Reproduce the items verbatim, beginning with their first line and continuing through the line that contains "152 93 L 152", with both of those lines included.
== INFORMATION SUPPLIED
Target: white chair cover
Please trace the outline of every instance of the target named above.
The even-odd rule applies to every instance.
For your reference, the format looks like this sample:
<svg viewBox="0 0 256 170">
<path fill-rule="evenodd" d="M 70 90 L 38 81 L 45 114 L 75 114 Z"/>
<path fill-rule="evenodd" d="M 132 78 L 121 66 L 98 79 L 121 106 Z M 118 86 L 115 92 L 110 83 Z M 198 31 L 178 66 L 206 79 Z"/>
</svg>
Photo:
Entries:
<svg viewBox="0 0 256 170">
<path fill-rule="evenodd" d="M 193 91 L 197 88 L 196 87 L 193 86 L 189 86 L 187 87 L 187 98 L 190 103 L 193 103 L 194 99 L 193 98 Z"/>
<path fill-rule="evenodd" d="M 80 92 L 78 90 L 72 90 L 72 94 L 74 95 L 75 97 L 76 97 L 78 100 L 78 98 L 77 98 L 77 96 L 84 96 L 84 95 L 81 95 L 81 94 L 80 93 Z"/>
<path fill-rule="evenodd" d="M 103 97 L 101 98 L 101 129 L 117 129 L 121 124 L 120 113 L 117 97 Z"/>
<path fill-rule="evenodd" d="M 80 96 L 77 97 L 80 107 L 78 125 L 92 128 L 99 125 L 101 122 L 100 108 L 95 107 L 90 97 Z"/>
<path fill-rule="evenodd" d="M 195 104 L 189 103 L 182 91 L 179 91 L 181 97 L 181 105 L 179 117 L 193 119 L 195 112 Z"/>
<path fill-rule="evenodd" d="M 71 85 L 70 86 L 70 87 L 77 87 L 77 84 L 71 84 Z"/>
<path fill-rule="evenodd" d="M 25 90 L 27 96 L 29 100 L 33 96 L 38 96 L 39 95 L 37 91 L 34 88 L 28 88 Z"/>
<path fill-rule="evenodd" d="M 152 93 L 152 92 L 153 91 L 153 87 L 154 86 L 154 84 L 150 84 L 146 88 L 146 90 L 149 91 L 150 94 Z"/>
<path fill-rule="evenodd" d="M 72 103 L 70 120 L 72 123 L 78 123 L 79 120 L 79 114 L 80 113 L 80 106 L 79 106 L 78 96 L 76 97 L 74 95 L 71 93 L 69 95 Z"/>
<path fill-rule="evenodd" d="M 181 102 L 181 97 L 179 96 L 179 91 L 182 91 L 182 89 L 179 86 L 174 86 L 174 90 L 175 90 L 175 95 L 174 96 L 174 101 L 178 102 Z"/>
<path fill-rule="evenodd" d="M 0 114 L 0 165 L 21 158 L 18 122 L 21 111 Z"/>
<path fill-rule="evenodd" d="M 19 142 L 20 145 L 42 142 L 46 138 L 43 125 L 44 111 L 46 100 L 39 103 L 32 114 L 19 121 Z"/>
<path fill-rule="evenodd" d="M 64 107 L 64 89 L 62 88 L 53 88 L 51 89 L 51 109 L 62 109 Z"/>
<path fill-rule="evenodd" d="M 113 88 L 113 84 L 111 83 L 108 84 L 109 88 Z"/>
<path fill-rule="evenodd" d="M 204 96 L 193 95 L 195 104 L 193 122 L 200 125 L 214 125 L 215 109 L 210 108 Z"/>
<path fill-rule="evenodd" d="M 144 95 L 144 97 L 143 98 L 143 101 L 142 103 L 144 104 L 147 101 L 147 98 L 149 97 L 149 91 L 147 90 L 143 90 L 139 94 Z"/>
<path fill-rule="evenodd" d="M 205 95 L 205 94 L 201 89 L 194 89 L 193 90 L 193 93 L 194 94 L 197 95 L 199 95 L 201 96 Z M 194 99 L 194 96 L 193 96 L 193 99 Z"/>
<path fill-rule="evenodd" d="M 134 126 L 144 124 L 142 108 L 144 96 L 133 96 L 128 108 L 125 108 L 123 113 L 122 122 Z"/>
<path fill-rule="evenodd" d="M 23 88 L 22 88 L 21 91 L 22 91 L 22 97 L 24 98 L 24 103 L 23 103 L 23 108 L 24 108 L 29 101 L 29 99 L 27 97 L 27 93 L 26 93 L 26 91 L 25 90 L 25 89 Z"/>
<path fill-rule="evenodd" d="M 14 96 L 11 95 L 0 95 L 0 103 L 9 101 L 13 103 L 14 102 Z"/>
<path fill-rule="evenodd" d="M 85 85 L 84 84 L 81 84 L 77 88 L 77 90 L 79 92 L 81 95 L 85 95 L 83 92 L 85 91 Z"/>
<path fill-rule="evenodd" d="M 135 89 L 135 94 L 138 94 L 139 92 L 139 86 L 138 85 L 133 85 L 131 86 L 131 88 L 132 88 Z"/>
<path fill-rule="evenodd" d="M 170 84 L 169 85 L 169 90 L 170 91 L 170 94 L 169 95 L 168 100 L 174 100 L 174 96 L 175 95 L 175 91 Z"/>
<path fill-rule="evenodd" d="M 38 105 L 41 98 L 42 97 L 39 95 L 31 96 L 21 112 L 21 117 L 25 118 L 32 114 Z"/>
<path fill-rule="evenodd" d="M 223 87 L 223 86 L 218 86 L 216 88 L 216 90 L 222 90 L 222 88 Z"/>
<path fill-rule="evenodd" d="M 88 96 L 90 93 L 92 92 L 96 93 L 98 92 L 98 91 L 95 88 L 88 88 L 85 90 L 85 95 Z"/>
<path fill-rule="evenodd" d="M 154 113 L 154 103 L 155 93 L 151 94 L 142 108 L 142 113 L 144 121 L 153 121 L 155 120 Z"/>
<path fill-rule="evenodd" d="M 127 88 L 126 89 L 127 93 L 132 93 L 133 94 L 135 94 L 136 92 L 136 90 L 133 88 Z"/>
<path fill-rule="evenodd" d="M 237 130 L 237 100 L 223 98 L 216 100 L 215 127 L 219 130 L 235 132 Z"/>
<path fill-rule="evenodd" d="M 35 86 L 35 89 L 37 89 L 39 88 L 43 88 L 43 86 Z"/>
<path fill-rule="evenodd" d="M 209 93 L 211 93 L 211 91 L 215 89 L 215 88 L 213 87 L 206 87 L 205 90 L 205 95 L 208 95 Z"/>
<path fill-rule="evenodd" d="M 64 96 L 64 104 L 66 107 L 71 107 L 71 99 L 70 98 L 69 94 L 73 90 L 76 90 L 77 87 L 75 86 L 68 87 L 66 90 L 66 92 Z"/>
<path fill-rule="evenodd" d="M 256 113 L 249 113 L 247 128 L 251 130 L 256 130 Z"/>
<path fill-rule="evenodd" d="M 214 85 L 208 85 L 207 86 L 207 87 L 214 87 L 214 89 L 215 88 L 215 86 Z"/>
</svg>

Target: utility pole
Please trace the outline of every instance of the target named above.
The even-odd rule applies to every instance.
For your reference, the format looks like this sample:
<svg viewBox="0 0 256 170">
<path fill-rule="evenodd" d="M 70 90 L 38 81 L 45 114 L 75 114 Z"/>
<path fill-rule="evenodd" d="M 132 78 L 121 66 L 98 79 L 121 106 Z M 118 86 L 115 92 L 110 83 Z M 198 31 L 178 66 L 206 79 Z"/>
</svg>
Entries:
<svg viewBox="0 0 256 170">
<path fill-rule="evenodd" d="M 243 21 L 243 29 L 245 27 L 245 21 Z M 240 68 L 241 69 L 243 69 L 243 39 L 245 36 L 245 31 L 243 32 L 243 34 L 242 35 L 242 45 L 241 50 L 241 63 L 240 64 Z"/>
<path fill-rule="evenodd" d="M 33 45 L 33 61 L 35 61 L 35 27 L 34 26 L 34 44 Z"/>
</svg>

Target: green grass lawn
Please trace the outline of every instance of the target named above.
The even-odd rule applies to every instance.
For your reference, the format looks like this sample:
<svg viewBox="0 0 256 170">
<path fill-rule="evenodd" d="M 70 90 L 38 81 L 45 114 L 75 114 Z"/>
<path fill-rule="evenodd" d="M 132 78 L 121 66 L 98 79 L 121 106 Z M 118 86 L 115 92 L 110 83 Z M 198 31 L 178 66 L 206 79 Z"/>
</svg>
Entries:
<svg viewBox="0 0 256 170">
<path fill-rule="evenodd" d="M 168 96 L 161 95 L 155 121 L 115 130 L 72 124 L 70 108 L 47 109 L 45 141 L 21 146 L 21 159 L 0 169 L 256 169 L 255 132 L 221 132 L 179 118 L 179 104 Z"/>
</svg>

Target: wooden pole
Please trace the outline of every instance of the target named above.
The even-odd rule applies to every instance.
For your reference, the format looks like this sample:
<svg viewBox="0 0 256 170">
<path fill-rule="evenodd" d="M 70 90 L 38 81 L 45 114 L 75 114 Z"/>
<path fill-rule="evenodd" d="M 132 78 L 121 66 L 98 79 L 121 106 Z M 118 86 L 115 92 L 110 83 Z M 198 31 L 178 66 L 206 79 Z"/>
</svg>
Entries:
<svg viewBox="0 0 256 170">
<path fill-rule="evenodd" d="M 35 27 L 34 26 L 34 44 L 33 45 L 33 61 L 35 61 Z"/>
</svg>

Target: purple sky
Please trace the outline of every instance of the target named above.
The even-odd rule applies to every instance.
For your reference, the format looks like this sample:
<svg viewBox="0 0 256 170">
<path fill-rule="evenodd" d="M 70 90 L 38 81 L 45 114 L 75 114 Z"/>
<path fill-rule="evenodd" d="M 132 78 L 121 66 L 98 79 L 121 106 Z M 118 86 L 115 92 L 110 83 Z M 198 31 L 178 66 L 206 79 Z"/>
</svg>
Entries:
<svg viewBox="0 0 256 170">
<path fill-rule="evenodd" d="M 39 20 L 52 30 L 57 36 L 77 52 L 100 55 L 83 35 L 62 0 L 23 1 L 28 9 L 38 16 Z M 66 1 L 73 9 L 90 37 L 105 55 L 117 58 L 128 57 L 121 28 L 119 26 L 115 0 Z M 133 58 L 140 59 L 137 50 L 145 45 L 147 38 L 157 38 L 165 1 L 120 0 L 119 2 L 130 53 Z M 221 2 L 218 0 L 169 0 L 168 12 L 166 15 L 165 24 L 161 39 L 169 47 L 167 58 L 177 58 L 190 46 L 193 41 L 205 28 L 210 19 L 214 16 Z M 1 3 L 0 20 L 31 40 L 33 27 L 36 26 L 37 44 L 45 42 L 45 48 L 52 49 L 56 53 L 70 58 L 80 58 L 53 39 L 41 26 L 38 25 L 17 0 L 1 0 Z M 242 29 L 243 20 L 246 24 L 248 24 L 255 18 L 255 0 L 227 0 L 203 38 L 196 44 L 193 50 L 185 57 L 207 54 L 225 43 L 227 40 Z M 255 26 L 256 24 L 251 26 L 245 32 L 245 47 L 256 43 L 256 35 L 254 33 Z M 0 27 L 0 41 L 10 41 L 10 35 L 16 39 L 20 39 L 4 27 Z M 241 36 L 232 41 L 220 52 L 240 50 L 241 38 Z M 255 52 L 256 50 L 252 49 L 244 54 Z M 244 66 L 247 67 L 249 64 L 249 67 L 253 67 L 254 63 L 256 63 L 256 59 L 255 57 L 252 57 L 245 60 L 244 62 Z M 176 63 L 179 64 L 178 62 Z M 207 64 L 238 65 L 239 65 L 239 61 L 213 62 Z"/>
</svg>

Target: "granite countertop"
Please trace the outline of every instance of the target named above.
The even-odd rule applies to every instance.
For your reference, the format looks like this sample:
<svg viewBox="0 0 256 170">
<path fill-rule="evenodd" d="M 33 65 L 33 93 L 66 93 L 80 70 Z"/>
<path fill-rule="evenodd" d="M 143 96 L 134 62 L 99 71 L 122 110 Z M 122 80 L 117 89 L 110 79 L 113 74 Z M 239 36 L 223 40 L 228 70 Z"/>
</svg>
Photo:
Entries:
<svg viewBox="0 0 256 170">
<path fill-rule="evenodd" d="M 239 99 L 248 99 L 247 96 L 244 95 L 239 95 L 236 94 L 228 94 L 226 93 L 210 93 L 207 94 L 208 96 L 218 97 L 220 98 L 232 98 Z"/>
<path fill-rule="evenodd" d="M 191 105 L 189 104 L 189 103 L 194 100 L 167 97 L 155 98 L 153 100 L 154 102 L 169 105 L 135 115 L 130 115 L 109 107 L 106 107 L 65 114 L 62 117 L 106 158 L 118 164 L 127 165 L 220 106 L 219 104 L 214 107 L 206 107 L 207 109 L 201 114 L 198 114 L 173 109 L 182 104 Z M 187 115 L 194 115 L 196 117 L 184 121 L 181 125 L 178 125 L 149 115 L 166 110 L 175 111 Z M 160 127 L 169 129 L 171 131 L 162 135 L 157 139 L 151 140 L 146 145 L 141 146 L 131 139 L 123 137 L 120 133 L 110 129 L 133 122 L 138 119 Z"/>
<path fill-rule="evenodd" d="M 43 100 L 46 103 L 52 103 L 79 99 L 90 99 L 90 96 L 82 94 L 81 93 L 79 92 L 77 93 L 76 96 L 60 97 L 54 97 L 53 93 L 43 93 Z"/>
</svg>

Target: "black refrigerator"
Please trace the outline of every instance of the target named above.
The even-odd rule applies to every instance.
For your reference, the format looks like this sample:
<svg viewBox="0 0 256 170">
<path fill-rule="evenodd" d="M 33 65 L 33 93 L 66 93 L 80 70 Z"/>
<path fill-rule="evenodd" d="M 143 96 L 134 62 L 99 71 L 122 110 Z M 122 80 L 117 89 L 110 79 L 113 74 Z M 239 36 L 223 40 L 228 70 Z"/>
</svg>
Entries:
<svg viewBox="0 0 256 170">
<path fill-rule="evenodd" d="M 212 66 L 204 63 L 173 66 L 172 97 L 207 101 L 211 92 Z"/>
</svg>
====
* **SOLUTION FOR THIS EXERCISE**
Target: white chair cover
Please trace the outline of every instance of the target named above.
The even-odd rule applies to every instance.
For your reference, the format looks like this sample:
<svg viewBox="0 0 256 170">
<path fill-rule="evenodd" d="M 70 90 L 38 81 L 45 114 L 75 114 Z"/>
<path fill-rule="evenodd" d="M 132 78 L 121 66 L 98 79 L 121 106 Z M 118 86 L 115 92 L 110 83 Z M 198 31 L 178 66 L 206 79 Z"/>
</svg>
Photo:
Entries:
<svg viewBox="0 0 256 170">
<path fill-rule="evenodd" d="M 193 91 L 197 88 L 196 87 L 193 86 L 189 86 L 187 87 L 187 98 L 190 103 L 193 103 L 194 99 L 193 98 Z"/>
<path fill-rule="evenodd" d="M 80 92 L 78 90 L 72 90 L 72 94 L 74 95 L 75 97 L 76 97 L 78 100 L 78 98 L 77 98 L 77 96 L 84 96 L 84 95 L 81 95 L 81 94 L 80 93 Z"/>
<path fill-rule="evenodd" d="M 103 97 L 101 98 L 101 129 L 117 129 L 121 124 L 120 113 L 117 97 Z"/>
<path fill-rule="evenodd" d="M 80 96 L 77 97 L 80 107 L 78 125 L 92 128 L 99 125 L 101 122 L 100 108 L 95 107 L 90 97 Z"/>
<path fill-rule="evenodd" d="M 195 104 L 189 103 L 182 91 L 179 91 L 181 97 L 181 105 L 179 117 L 193 119 L 195 112 Z"/>
<path fill-rule="evenodd" d="M 71 85 L 70 86 L 70 87 L 77 87 L 77 84 L 71 84 Z"/>
<path fill-rule="evenodd" d="M 25 90 L 27 96 L 29 100 L 33 96 L 38 96 L 39 95 L 37 91 L 34 88 L 28 88 Z"/>
<path fill-rule="evenodd" d="M 152 93 L 152 92 L 153 91 L 153 87 L 154 86 L 154 84 L 150 84 L 146 88 L 146 90 L 149 91 L 150 94 Z"/>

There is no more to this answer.